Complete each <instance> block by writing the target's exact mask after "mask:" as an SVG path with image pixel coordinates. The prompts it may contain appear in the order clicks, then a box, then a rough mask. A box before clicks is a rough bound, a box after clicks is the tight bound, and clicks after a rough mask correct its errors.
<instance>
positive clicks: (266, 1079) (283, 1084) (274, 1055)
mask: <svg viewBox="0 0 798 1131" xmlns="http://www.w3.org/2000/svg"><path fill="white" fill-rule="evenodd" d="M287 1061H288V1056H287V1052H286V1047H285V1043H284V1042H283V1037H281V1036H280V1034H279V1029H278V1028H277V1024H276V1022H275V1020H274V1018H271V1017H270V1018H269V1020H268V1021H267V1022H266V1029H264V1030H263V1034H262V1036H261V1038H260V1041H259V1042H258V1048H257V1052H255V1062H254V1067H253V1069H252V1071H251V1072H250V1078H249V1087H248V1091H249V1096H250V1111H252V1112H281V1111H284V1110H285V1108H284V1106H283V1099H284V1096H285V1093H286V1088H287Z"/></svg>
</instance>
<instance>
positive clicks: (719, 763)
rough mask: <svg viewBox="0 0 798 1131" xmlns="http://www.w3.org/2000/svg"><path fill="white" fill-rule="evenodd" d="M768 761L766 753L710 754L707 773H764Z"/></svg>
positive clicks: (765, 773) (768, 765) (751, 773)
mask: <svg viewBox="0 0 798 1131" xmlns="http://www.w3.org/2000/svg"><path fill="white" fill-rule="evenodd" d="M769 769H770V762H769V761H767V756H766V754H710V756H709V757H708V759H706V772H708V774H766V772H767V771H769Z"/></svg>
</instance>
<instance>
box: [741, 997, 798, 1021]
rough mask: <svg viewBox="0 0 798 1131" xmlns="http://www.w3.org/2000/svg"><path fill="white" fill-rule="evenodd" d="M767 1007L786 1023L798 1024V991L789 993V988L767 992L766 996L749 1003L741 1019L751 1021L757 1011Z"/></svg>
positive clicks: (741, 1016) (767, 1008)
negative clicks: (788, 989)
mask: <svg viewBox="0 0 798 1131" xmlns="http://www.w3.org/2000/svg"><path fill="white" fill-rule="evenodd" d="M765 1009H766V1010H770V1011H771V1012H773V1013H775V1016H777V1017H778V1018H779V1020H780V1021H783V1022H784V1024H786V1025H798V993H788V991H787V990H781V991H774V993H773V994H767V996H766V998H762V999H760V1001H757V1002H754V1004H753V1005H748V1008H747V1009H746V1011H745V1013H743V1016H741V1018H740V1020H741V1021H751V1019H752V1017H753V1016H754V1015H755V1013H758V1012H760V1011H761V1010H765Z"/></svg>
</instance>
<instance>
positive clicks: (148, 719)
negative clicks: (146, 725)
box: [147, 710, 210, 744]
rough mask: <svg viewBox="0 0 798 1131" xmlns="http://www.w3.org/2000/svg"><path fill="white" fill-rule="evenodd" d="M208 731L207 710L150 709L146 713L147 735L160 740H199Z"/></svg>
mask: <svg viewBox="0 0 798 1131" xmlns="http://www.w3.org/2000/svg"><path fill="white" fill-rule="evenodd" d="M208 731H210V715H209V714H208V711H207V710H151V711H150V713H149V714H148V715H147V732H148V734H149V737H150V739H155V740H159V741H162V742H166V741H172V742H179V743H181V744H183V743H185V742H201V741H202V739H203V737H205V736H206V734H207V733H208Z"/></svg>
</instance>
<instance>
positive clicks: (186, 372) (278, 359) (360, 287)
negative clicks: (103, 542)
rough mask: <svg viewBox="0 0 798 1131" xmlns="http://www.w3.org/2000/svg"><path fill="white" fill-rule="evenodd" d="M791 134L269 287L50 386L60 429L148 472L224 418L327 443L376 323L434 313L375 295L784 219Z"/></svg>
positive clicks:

══════════════════════════════

(EXERCISE DETAILS) Leave out every line above except those from the line with "positive clicks: (765, 773)" up to and including the line with "box: [741, 997, 798, 1021]", and copy those exactly.

(WRITTEN REPLY)
positive clicks: (765, 773) (768, 765) (751, 773)
mask: <svg viewBox="0 0 798 1131" xmlns="http://www.w3.org/2000/svg"><path fill="white" fill-rule="evenodd" d="M769 769H770V762H769V761H767V756H766V754H710V756H709V757H708V759H706V772H708V774H766V772H767V771H769Z"/></svg>
</instance>
<instance>
box: [741, 997, 798, 1021]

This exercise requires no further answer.